PROBLEM TO WORK ON:
Copy out the material below, changing each "Target" to "Object" and leaving the rest untouched.

EXTRACTED INFORMATION:
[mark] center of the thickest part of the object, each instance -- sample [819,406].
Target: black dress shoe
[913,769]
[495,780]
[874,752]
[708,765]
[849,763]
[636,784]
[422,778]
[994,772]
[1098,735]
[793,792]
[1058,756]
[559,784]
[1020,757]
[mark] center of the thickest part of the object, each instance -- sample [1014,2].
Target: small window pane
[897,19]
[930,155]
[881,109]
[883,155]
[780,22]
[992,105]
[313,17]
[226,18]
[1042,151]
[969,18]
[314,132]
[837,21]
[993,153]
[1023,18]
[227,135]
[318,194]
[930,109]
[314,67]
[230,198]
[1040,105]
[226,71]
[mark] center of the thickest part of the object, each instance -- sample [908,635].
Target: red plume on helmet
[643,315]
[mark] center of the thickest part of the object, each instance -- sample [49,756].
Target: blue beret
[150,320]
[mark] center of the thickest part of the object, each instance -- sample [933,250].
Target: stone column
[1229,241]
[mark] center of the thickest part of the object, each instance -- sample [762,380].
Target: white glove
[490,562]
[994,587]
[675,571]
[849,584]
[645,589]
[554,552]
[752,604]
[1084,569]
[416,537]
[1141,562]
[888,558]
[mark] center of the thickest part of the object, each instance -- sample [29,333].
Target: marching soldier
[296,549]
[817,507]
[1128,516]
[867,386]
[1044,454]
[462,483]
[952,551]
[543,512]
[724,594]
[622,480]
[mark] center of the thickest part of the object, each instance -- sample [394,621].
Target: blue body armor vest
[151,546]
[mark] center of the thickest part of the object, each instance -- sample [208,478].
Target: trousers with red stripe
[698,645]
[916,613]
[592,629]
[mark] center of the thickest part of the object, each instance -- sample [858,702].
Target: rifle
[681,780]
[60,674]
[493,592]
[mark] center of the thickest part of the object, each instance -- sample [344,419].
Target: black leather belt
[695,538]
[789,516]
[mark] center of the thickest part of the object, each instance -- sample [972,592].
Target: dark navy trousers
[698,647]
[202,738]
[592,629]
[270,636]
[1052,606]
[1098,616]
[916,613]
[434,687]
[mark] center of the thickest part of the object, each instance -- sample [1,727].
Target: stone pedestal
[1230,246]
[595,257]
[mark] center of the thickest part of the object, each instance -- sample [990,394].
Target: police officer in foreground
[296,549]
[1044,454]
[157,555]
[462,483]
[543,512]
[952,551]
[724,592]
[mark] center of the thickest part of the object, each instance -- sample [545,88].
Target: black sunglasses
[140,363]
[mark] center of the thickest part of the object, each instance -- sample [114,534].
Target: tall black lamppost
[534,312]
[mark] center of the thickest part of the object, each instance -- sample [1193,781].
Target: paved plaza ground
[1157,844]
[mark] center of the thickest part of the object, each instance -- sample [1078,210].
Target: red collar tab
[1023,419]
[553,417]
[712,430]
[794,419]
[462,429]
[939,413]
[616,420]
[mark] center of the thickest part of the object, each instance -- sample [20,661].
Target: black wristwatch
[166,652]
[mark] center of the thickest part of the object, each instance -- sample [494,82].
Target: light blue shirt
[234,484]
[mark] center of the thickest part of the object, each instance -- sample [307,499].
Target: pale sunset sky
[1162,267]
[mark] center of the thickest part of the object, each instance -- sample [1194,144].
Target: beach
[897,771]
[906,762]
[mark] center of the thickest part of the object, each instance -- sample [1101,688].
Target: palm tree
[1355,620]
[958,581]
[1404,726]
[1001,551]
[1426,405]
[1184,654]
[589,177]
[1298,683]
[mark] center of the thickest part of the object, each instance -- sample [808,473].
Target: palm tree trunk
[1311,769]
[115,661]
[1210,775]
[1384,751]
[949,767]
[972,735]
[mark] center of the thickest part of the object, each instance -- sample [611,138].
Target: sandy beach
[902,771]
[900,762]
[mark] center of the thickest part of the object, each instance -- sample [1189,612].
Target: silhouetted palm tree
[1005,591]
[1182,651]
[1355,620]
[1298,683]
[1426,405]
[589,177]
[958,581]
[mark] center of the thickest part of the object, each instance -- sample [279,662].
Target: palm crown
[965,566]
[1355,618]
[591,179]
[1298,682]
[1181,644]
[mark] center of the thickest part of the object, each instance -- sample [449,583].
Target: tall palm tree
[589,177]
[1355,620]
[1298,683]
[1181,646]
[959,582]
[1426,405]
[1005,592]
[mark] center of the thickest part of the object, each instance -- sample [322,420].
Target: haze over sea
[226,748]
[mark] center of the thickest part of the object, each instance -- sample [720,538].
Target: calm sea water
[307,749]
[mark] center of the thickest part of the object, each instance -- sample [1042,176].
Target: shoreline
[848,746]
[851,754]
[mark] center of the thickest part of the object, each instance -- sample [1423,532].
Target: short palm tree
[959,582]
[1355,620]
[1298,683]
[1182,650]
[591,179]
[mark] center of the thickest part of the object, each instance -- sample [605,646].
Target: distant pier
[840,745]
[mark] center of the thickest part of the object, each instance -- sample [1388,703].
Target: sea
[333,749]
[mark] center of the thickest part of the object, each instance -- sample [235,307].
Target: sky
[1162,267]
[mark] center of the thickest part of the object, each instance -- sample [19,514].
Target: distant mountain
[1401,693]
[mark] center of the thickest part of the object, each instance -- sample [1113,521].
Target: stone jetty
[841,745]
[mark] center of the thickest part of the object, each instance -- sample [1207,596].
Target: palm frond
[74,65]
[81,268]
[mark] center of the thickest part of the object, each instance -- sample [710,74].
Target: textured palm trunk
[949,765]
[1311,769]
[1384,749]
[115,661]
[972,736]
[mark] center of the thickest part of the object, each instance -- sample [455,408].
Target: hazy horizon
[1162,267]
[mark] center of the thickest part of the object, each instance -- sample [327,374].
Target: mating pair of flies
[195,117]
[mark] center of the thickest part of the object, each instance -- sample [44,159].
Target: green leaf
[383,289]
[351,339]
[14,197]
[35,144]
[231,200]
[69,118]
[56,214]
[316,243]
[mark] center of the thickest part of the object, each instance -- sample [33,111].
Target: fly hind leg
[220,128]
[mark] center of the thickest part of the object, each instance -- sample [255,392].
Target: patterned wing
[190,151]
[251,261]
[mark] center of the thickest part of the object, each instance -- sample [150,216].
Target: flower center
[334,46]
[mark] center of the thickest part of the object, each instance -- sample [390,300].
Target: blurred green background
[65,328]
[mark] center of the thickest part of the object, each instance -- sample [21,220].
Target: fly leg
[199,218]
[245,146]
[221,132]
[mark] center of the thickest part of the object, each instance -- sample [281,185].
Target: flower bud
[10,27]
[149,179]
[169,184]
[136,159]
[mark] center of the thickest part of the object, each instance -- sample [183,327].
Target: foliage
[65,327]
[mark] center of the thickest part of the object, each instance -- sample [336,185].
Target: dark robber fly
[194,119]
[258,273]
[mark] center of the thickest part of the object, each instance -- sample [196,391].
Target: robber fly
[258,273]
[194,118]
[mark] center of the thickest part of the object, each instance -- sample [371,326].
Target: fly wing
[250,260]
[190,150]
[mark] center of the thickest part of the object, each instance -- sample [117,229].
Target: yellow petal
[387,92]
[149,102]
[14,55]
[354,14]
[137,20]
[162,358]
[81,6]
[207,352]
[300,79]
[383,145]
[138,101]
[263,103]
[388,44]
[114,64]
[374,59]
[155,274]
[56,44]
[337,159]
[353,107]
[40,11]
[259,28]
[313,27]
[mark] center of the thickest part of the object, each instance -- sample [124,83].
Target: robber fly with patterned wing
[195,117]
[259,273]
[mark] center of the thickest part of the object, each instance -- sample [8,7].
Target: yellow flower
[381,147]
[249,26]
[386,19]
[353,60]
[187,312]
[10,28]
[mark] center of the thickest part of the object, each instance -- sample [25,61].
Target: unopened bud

TASK ANSWER:
[mark] center of the thickest part of the object, each instance -- sample [819,406].
Object: black dress shoe
[913,769]
[495,780]
[874,752]
[708,765]
[849,763]
[636,784]
[422,778]
[994,772]
[1098,735]
[793,792]
[1058,756]
[559,784]
[1020,757]
[mark] center of the thickest part of the object, each instance -- sample [1014,2].
Object: small window pane
[897,19]
[930,155]
[881,109]
[883,155]
[780,22]
[992,105]
[313,17]
[226,18]
[1042,151]
[969,18]
[314,132]
[837,21]
[993,153]
[1023,18]
[227,135]
[318,194]
[930,109]
[314,67]
[230,198]
[1040,105]
[226,71]
[mark] center of the thickest part of the object, each instance -- sample [908,635].
Object: red plume on helmet
[643,315]
[mark] center of the thickest part of the object, each instance -- sample [49,756].
Object: blue beret
[150,320]
[mark] center of the thickest part of the object, each instance -- sample [933,250].
Object: stone column
[1229,241]
[mark] center of the thickest part of the object, each instance -- sample [762,380].
Object: white glove
[490,562]
[994,587]
[675,571]
[849,584]
[645,589]
[554,552]
[752,604]
[1084,569]
[416,537]
[1141,562]
[888,558]
[mark] center of the thickest part of the object, each instance -- sample [29,333].
Object: marching soldier
[296,549]
[817,507]
[1128,516]
[867,386]
[1044,454]
[462,483]
[952,551]
[543,512]
[724,594]
[622,480]
[mark] center of the thickest part of the object, each instance -- sample [394,621].
Object: blue body armor vest
[151,546]
[mark] center of the thickest part of the object, each instance -- sample [208,478].
Object: trousers with red stripe
[698,645]
[916,613]
[592,629]
[mark] center of the thickest part of the object, each instance -- sample [858,702].
Object: rifle
[681,780]
[60,674]
[493,592]
[mark] center of the thickest part of the object, each instance -- sample [344,419].
Object: black leather belt
[695,538]
[789,516]
[mark] center of the thickest part of the object, each instance -- sample [972,592].
Object: dark navy trousers
[698,647]
[202,738]
[592,629]
[270,636]
[1052,606]
[1098,616]
[916,613]
[434,687]
[mark] center of the thickest part of the object, each instance -- sample [1,727].
Object: stone pedestal
[1230,246]
[595,257]
[mark] center of the thickest part of the object, each instance -- sample [990,394].
Object: police officer in foreground
[296,549]
[1044,454]
[157,555]
[462,483]
[543,512]
[952,551]
[724,592]
[mark] center of the thickest part of the object, each instance -- sample [545,88].
Object: black sunglasses
[140,363]
[mark] center of the thickest part of the object, each instance -- sample [114,534].
Object: tall black lamppost
[534,312]
[mark] center of the thickest part of the object, each instance -- sample [1193,781].
Object: paved plaza ground
[1157,844]
[mark] center of the thickest part of the object, each instance -- sample [1078,210].
Object: red collar tab
[1023,419]
[553,417]
[712,430]
[794,419]
[462,429]
[939,413]
[616,420]
[mark] center of the thickest part of the object, each instance -- sample [20,661].
Object: black wristwatch
[166,652]
[mark] center of the thickest part of the object, each instance -- sample [494,82].
Object: light blue shirt
[234,484]
[mark] center of the thickest part of the object, each instance -- sample [307,499].
Object: pale sunset sky
[1162,267]
[mark] center of the thickest part of the object, each instance -- sample [1194,144].
Object: beach
[897,771]
[906,762]
[mark] center of the thickest part of the object, each instance -- sample [1101,688].
Object: palm tree
[1355,620]
[958,581]
[1404,726]
[1001,551]
[1426,405]
[1184,654]
[589,177]
[1298,683]
[mark] center of the thickest part of the object, each instance -- sample [808,473].
Object: palm tree trunk
[1311,769]
[115,661]
[1210,775]
[1384,751]
[949,767]
[972,735]
[mark] center of the thickest part of the object, each instance -- sample [611,138].
Object: sandy beach
[902,771]
[900,762]
[mark] center of the thickest part of the object, each instance -- sample [1189,612].
Object: silhouetted palm tree
[1005,591]
[1182,651]
[1355,620]
[1298,683]
[1426,405]
[589,177]
[958,581]
[mark] center of the thickest part of the object, each instance -- sample [279,662].
Object: palm crown
[965,566]
[1355,618]
[591,179]
[1298,682]
[1181,644]
[mark] center of the thickest part of the object, each instance -- sample [449,583].
Object: tall palm tree
[589,177]
[1355,620]
[1298,683]
[1181,646]
[959,582]
[1426,405]
[1005,592]
[mark] center of the thickest part of the object, each instance -- sample [322,420].
Object: haze over sea
[226,748]
[mark] center of the thickest part of the object, each instance -- sample [720,538].
Object: calm sea water
[307,749]
[mark] center of the thickest part of the object, each instance -- sample [1042,176].
Object: shoreline
[848,746]
[851,754]
[mark] center of the thickest part of the object, each instance -- sample [1423,532].
Object: short palm tree
[959,582]
[1355,620]
[1298,683]
[1182,650]
[591,179]
[mark] center of the thickest part of the object, each instance -- sample [605,646].
Object: distant pier
[840,745]
[mark] center of the thickest part of the object, each instance -- sample [1388,703].
Object: sea
[333,749]
[mark] center of the thickest part of the object, each instance -- sample [235,307].
Object: sky
[1162,267]
[mark] center of the thickest part of the object, each instance -- sample [19,514].
Object: distant mountain
[1401,693]
[mark] center of the thickest part of the object, each instance -- sample [1113,521].
Object: stone jetty
[841,745]
[mark] center of the thickest part of the object, each instance -- sample [1207,596].
Object: palm frond
[74,65]
[81,268]
[mark] center of the thickest part of the object, each instance -- sample [710,74].
Object: textured palm trunk
[949,765]
[1311,769]
[1384,749]
[115,661]
[972,736]
[mark] center of the thickest part of the object, each instance -- sample [455,408].
Object: hazy horizon
[1162,267]
[mark] center of the thickest part of the object, each instance -- sample [327,374].
Object: mating pair of flies
[195,117]
[mark] center of the thickest part of the object, each instance -- sample [44,159].
Object: green leaf
[383,289]
[351,339]
[14,197]
[35,144]
[231,200]
[69,118]
[56,214]
[316,243]
[mark] center of the thickest part of the object, each instance -- sample [33,111].
Object: fly hind leg
[220,128]
[mark] center of the thickest part of the object, each instance -- sample [255,392].
Object: patterned wing
[190,151]
[251,261]
[mark] center of the thickest part of the object, each instance -- sample [150,216].
Object: flower center
[334,46]
[mark] center of the thickest part of the object, each instance -- sample [390,300].
Object: blurred green background
[65,328]
[mark] center of the thickest part of the object, each instance -- sample [21,220].
Object: fly leg
[199,218]
[245,146]
[221,132]
[mark] center of the thickest part of the object, each instance -- sample [281,185].
Object: flower bud
[10,27]
[149,179]
[169,184]
[136,159]
[mark] center of the thickest part of the object, each instance -- sample [183,327].
Object: foliage
[65,327]
[mark] center of the thickest part of the object, each instance -- sample [336,185].
Object: dark robber fly
[194,119]
[258,273]
[mark] center of the thickest part of the object, each instance -- sample [196,391].
Object: robber fly
[258,273]
[194,118]
[mark] center of the thickest part of the object, each instance -- sample [371,326].
Object: fly wing
[250,260]
[190,150]
[mark] center of the thickest part of the object, each instance -- sample [117,229].
Object: yellow petal
[387,92]
[149,102]
[14,55]
[354,14]
[137,20]
[162,358]
[81,6]
[207,352]
[300,79]
[383,145]
[138,101]
[263,103]
[388,44]
[114,64]
[374,59]
[155,274]
[56,44]
[337,159]
[353,107]
[40,11]
[259,28]
[313,27]
[mark] center of the thickest part of the object, each instance -- sample [124,83].
Object: robber fly with patterned wing
[195,117]
[259,273]
[mark] center of the thickest part of the object, each instance -- sample [8,7].
Object: yellow flower
[381,147]
[249,26]
[386,19]
[353,60]
[187,312]
[10,28]
[mark] center of the thickest part of the object, each instance -- sample [25,61].
Object: unopened bud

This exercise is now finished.